Lay out the entries below, from the line with "Where can the brown" through the line with "point(173, 203)" (both included), as a two-column CSV with the columns input and output and one row per entry. Put each entry's text and its answer in one quoted field each, with line breaks turned into spaces.

● **Records supplied**:

• • • •

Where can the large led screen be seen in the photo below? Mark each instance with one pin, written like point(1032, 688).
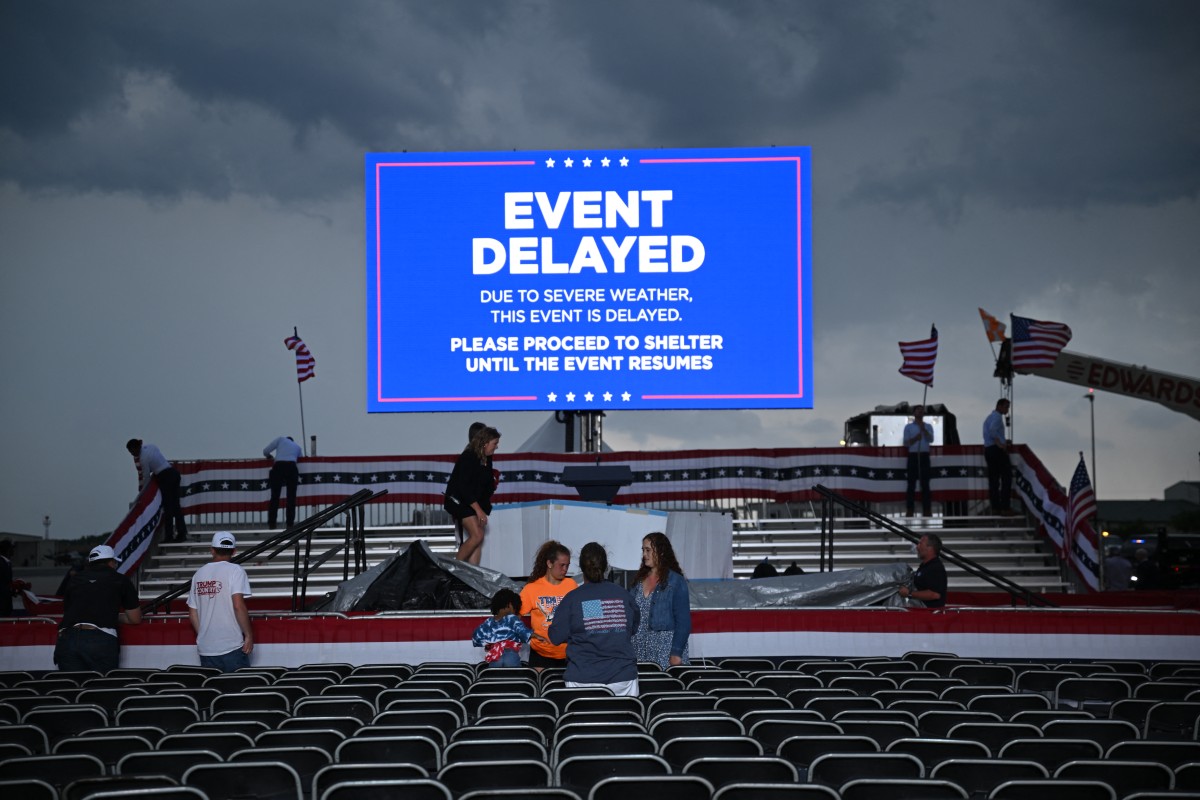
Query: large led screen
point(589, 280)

• • • •

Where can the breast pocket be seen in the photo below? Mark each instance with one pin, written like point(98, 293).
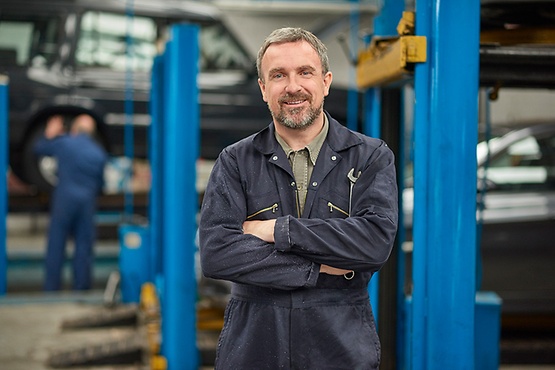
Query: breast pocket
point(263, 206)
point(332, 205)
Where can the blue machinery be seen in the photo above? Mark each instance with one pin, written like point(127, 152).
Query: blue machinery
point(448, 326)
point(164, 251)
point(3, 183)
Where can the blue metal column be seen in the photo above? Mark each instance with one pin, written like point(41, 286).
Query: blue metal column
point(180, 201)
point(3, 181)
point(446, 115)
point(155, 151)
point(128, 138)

• • • •

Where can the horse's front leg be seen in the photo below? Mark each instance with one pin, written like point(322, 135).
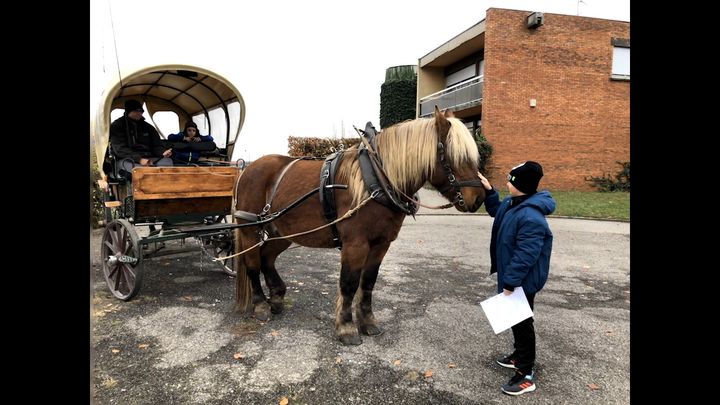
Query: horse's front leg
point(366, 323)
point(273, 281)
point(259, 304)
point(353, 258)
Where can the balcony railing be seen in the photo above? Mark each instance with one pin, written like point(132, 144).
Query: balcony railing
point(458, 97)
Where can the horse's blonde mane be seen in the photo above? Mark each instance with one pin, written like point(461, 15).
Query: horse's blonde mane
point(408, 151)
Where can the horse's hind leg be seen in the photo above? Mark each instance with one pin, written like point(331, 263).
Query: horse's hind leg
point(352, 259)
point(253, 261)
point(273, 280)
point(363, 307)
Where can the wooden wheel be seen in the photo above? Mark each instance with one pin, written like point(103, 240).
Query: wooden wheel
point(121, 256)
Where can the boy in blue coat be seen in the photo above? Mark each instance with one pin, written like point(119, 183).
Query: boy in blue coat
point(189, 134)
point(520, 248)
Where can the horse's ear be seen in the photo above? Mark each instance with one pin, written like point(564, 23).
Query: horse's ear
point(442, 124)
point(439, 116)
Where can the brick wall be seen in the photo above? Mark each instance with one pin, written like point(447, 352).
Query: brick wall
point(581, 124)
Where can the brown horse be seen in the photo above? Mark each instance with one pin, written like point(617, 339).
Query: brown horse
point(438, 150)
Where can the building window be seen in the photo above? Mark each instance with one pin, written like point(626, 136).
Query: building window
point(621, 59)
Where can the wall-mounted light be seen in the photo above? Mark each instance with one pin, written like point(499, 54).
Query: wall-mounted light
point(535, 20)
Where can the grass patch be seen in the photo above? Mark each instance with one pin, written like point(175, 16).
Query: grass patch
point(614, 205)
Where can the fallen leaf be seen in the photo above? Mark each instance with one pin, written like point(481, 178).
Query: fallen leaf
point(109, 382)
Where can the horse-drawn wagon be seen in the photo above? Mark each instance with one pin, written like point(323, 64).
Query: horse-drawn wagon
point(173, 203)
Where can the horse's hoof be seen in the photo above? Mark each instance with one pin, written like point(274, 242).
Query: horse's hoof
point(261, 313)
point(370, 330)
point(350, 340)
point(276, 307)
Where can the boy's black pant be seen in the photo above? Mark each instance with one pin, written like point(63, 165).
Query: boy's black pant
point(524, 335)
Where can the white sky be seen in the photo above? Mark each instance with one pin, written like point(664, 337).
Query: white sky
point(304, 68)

• • • •

● **Output**:
input,output
"Where can the brown horse be seen in the photo above? Mark each instance with one pin, written like point(617, 339). Query: brown horse","point(438, 150)"
"Where can the building window be seen in the photo above? Mark each instance with one pin, written like point(626, 136). Query: building window","point(621, 59)"
"Where can the wall-mounted light be seen in the photo above? Mark each instance with one pin, written like point(499, 54). Query: wall-mounted light","point(535, 20)"
"Where can the grass patch be seen in the photo above? Mark each instance with one pin, written like point(175, 16). Query: grass patch","point(614, 205)"
"Where can the fallen leaf be seen in the photo above? Mark each instance with one pin, written like point(481, 178). Query: fallen leaf","point(109, 382)"
"Where can the horse-drawn wagon be seen in the photo above? Mark each instance with one pin, written like point(323, 64). Query: horse-drawn wagon","point(173, 203)"